_課題の内容_
記事の中で、筆者がパンが甘くない理由をようやく理解したのは、ほほ肉の皿でどんな経験をしたからか。記事に書かれている範囲で説明してください。

_記事_
約30時間近く煮込んだというほほ肉。ほろほろです。下には、南瓜×キャラメルのソース。まったりとした甘みは好みですが、ここで少々胸焼けも。パンが甘くない理由がようやく理解できました。

・ポワレ:マルコバン

前品とは対照的で、あっさりした魚料理。とはいえ、マルコバンの淡白ながらも脂の旨味の存在感はしっかりと感じ取ることができます。

・ロティール:花悠仔豚

仔豚を食べ尽くすというコンセプトの下、様々な部位を一皿で表現。しっとりした脂の甘みと旨味が堪能できるもも肉、皮のカリッとした食感と香ばしさが堪能できるバラ肉、ダイレクトに脂を堪能できるコンフィ。たまりません。ここらへんでだいぶお腹いっぱい。ソースはベリー系だとより好みでした。

・ブルーベリーパン

最後はブルーベリー特有の香り・味・色がクリアに出ているパン。「パンはお代わりできないから少し物足りない」といった口コミがありましたが、投降した方は、相当の大食漢でしょう。まったくもってお代わり不要に思えます。
・ソルベ:高知県産ミルク、喜界島の塩

デザート1つ目はミルクのソルベ。喜界島の塩と香川県のオリーブオイルとともに。見た目はシンプルながら、かなり多層な味となっており、匠です。

・メレンゲ:メレンゲ、へべす、トンカ豆

2つ目は陶器のような美しさのメレンゲ。外装を崩すとへべすの爽やかな香りが広がり、これだけで優雅な気分に浸れます。味も言わずもがな美味です。

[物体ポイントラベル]
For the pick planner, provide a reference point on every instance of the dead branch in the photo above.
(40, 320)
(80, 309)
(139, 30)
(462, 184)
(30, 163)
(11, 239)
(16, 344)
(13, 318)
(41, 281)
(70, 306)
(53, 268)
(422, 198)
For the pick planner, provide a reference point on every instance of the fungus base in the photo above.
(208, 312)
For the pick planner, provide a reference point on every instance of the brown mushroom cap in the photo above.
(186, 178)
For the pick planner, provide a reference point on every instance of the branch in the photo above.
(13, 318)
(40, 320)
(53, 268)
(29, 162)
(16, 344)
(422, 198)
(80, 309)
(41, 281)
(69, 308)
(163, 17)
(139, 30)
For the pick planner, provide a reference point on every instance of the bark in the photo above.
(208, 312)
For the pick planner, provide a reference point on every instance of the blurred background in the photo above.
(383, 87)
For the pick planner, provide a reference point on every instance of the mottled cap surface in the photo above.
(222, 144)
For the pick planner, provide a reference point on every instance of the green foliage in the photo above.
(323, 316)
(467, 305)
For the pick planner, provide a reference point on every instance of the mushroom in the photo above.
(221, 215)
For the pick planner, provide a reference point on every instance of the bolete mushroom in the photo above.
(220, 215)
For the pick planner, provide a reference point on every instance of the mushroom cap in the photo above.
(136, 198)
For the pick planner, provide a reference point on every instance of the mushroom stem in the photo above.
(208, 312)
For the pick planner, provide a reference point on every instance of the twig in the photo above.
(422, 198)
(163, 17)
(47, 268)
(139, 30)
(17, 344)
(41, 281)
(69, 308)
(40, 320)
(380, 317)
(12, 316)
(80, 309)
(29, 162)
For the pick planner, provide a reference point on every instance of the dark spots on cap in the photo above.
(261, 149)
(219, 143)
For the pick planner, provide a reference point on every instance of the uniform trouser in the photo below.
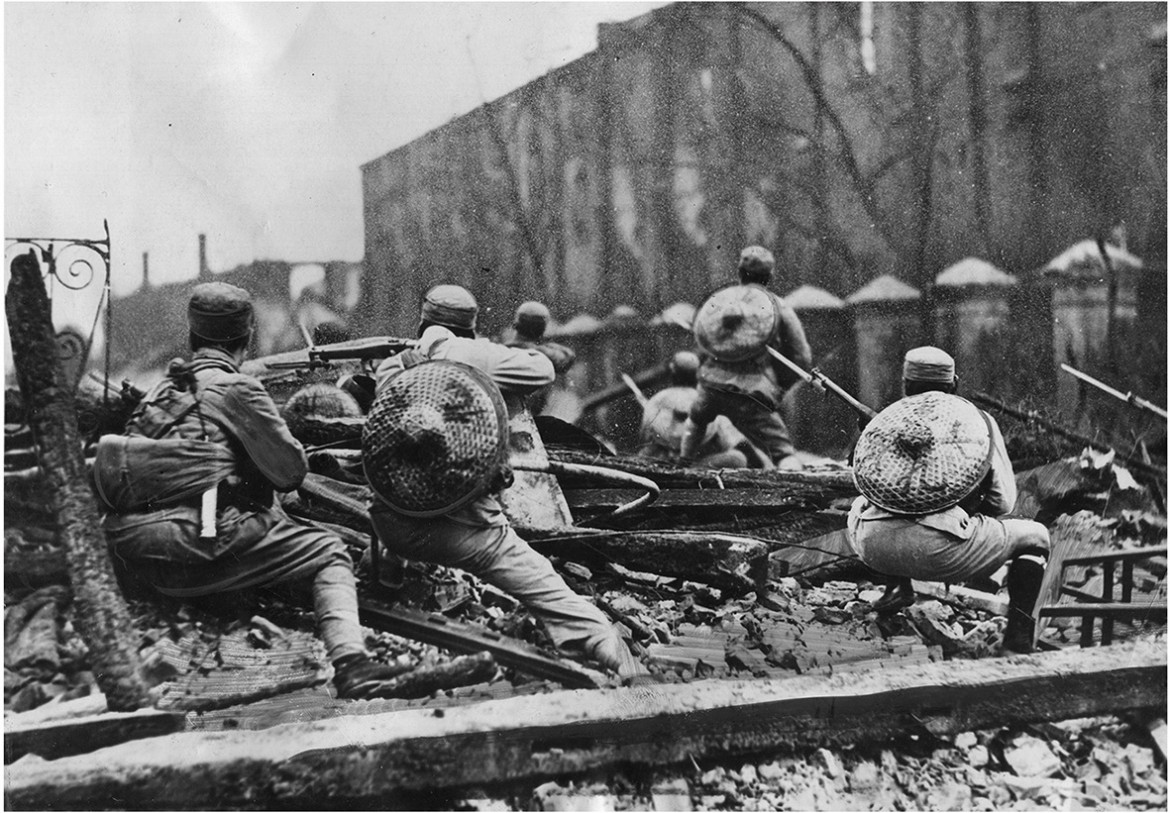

_課題の回答_
ほほ肉の下に敷かれていた南瓜×キャラメルのソースが、まったりとした甘さだったからだ。筆者はその甘みを好みだとしつつも少し胸焼けを感じ、それをきっかけにパンが甘くない理由を理解した。